**Task requirements**
A. Translate this sentence from the earnings call excerpt into Spanish: "And like I mentioned before, pipe build has been extremely strong."
B. Answer these questions about the earnings call excerpt:
(i) What background does the CFO say makes him a sales-biased CFO?
(ii) How many salespeople might the largest CRM competitor have covering a large organization?
(iii) At the last Analyst Day, what did the questioner say was discussed besides competing with the big CRM players?
C. Extend the earnings call excerpt, picking up right after its final sentence.

**Reading text**
━━━━━━━━━━━━━━━━━━━━━━━━━━━━━━

Okay. That's great to hear. I know at your last Analyst Day you talked a lot about going head-to-head against some of the big CRM players out there and how -- you needing to hire headcount to more effectively compete. How have you seen that dynamic kind of maybe play out since these reps are ramping and reaching productivity?

Kenneth Stillwell

executive
#14

So one of the leading measures that I look at in -- and I'm a little bit of kind of a sales-biased CFO is because of my background from private equity. But the way I look at it was, can we get people in and can they make the right types of connections with the right executives that are going to buy a solution like Pega? And what has been amazing is as we put capacity on some of our larger organizations, the amount of engagement that we're getting with executives, the amount of relationship building, the meetings that we can get Alan or myself or other executives in front of just because of the sheer amount of capacity momentum that we have with some of the largest organizations is noticeably different. Then you look to pipe build. And like I mentioned before, pipe build has been extremely strong. And then you say, "Well, are you converting the pipe?" And now you're seeing that each of the last few quarters, you've seen this acceleration in growth in both dollars and the percentage growth rate. So what I would say is we want to see maybe more of the same, continue to grow, continue to enable, get people ramped even faster than what we've seen. And we're still woefully under covering against our competitors. If you look at like our largest competitor in CRM, which many of you may have heard of, they actually have -- they might have 50 or 100 salespeople covering a large organization, and we might have 3. I mean just to think about the sheer massive -- so we still have a long way to go until I would say we're adequately covered. As long as they can produce, then it feels maybe not like a flywheel, but certainly smart incremental investment.

━━━━━━━━━━━━━━━━━━━━━━━━━━━━━━

**Data**
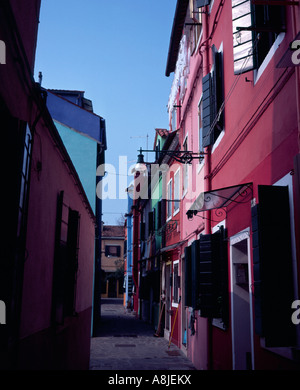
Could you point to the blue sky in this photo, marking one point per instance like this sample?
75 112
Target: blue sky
116 51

━━━━━━━━━━━━━━━━━━━━━━━━━━━━━━

**Task-by-task outputs**
A. Y, como mencioné antes, la generación de pipeline ha sido extremadamente sólida.

B.
(i) Private equity.
(ii) 50 or 100.
(iii) Needing to hire headcount to compete more effectively.

C.
Steven Enders

analyst
#15

Right. It seems like there's huge opportunity to keep penetrating those kind of accounts where...

Kenneth Stillwell

executive
#16

I think so. We're not even -- if you objectively look at the spend with any of our largest clients, I don't think we're 10% or 20% penetrated with any of them in terms of the opportunity that we could go after in each one of those organizations.

Steven Enders

analyst
#17

Okay. So you feel like there's still a strong opportunity to grow 20-plus percent over the next...

Kenneth Stillwell

executive
#18

I do. I do. We're also dealing with a little bit of a law of small numbers in the space we're in. I mean, we're $1 billion in revenue in a space that's $100 billion. For us to grow 20% isn't even noticeable in terms of the cannibalization we'd have to do from the market. Plus the markets we're in are growing somewhere in the 11% to 14% range. So they're actually growing enough that we don't really need to cannibalize much to grow at 20%.

Steven Enders

analyst
#19

Right. Okay. I'm just saying maybe we can -- I'm going to pause here to see if there's any questions from the crowd. [ Sean ]?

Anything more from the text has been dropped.